* _WRITTEN REQUEST_
Please put each line of the listing below into a JSON list of strings, one string per line, with blank lines skipped. Leave the pictures out of your answer.
--- MATERIAL PROVIDED ---
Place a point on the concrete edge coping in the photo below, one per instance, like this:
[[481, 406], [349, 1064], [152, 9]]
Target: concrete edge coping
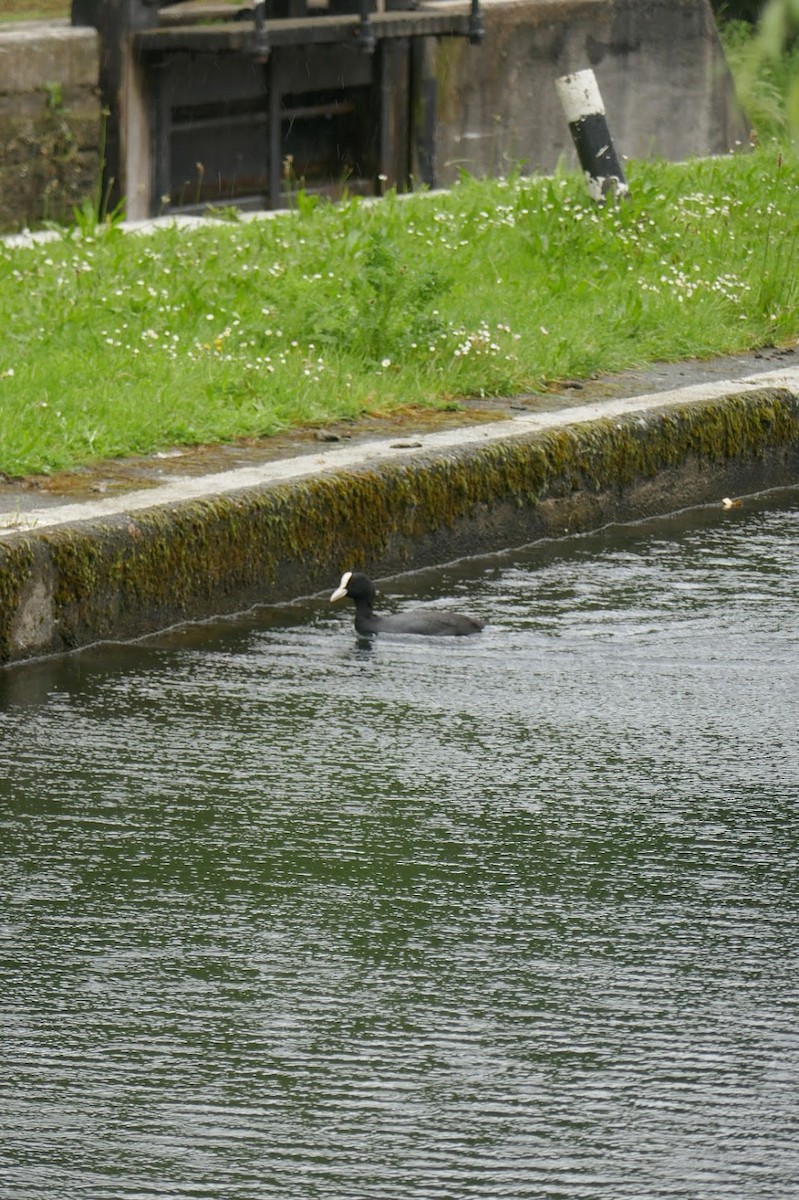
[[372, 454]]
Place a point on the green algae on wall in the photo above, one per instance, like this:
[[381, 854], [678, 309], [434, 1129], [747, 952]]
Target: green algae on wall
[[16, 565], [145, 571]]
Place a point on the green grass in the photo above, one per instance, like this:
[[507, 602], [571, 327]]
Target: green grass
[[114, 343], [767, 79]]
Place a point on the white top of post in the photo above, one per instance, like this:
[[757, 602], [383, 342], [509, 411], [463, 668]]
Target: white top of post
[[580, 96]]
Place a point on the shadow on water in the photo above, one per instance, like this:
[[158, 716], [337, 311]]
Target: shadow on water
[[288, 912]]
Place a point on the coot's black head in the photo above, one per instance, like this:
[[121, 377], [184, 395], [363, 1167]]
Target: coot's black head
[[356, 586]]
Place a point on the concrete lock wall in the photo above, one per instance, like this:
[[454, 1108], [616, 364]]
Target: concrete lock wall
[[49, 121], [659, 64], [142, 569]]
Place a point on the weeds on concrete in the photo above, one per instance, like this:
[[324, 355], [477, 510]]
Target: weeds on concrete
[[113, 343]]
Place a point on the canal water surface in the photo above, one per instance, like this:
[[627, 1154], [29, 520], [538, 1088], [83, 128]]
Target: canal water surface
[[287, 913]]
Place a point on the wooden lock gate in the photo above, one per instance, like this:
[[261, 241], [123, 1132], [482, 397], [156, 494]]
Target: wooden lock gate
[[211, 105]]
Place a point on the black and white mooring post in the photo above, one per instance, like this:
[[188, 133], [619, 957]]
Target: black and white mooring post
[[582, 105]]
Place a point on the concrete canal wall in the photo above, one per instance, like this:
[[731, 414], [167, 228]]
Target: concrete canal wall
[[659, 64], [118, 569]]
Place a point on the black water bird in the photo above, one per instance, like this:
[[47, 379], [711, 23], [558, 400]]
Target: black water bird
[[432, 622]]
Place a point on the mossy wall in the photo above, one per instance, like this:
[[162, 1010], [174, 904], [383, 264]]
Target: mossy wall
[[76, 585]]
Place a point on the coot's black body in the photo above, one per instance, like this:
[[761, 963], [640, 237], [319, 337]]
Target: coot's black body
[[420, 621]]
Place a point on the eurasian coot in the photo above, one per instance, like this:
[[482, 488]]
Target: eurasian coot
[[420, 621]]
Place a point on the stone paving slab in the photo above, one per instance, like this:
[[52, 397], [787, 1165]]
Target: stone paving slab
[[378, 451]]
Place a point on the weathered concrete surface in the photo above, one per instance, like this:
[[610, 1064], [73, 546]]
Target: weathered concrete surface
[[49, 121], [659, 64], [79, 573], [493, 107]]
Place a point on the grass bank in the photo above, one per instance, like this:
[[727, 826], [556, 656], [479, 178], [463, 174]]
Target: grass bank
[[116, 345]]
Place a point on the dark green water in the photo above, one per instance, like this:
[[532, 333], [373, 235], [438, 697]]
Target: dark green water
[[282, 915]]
---
* _ANSWER TO THIS TASK_
[
  "Place a point on the concrete edge coping in the photo below, one per instance, like this:",
  "[[481, 406], [349, 1064], [152, 9]]",
  "Target: concrete edge coping",
  "[[372, 454]]",
  "Place a point on the green algae on wall in the photo above, one per instance, like this:",
  "[[381, 854], [678, 309], [434, 1129], [747, 952]]",
  "Target: green algae on wall",
  "[[16, 565], [145, 571]]",
  "Place a point on the green grass in the photo above, one per instance, like this:",
  "[[507, 602], [571, 327]]",
  "Target: green grass",
  "[[114, 343], [767, 79]]",
  "Place a point on the white top of post in the photo above, one per instance, like this:",
  "[[757, 602], [383, 342], [509, 411], [463, 668]]",
  "Target: white top of post",
  "[[580, 96]]",
  "Place a point on the shadow on water in the photo above, one per instance, like this:",
  "[[158, 716], [337, 311]]",
  "Target: shadow on water",
  "[[288, 912]]",
  "Place a point on the coot's black head in the photo above, one per instance, like this:",
  "[[121, 377], [184, 395], [363, 1167]]",
  "Target: coot's black head",
  "[[356, 586]]",
  "Place a point on the concrete lock wall in the photo above, one per instance, like this:",
  "[[454, 1108], [616, 364]]",
  "Target: concrete lock wall",
  "[[49, 121], [659, 64], [142, 569]]",
  "Place a point on the weeds on concrete in the photo above, one per instance, like this:",
  "[[324, 355], [477, 510]]",
  "Target: weeds on concrete",
  "[[113, 343]]",
  "Place a point on the canal water surface in the photo above, one per instance, like this:",
  "[[627, 1154], [29, 520], [538, 1088], [83, 128]]",
  "Target: canal water surface",
  "[[287, 913]]",
  "Place a point on the wooden lock gate in the photo above, one per instance, like this:",
  "[[261, 241], [123, 1132], [482, 397], [156, 494]]",
  "Target: wooden lock gate",
  "[[211, 105]]",
  "Place a point on the black and white mooring post in the photo above, one per instance, like this:",
  "[[188, 133], [619, 957]]",
  "Target: black and white mooring post",
  "[[582, 105]]",
  "Place a point on the concrete canal wall in the photo above, one per instance, like this:",
  "[[731, 414], [167, 228]]",
  "Target: concrete canal wall",
  "[[659, 64], [118, 569]]",
  "Place a point on the black water bird in the photo above, one per instance, like this:",
  "[[47, 379], [711, 23], [558, 400]]",
  "Target: black water bird",
  "[[432, 622]]",
  "Place a point on the mossy wall in the photo above, one per instance, like this:",
  "[[162, 1010], [174, 904], [383, 264]]",
  "Target: mossy wall",
  "[[76, 585]]",
  "Place a point on the coot's black body in the photo above, one per instance, like this:",
  "[[761, 963], [640, 237], [319, 337]]",
  "Target: coot's black body",
  "[[420, 621]]",
  "Place a point on the eurasian coot in the photo above, one per instance, like this:",
  "[[482, 488]]",
  "Target: eurasian coot",
  "[[420, 621]]",
  "Place a point on the stone paving slab in the photo above, one per instance, like this:",
  "[[52, 397], [787, 1165]]",
  "Target: stone paving slab",
  "[[378, 451]]",
  "Place a point on the weathered concrete surface in the photo above, one per instance, like this:",
  "[[610, 1064], [73, 546]]",
  "Target: weathered concrete surface",
  "[[49, 121], [659, 64], [79, 573], [493, 107]]",
  "Place a point on the grass bank in the photo above, one per instance, like this:",
  "[[727, 826], [556, 656], [479, 178], [463, 174]]",
  "Target: grass bank",
  "[[116, 345]]",
  "Place a point on the dark green water in the photo above, one per instance, like this:",
  "[[532, 333], [373, 235], [438, 697]]",
  "Target: dark green water",
  "[[282, 915]]"
]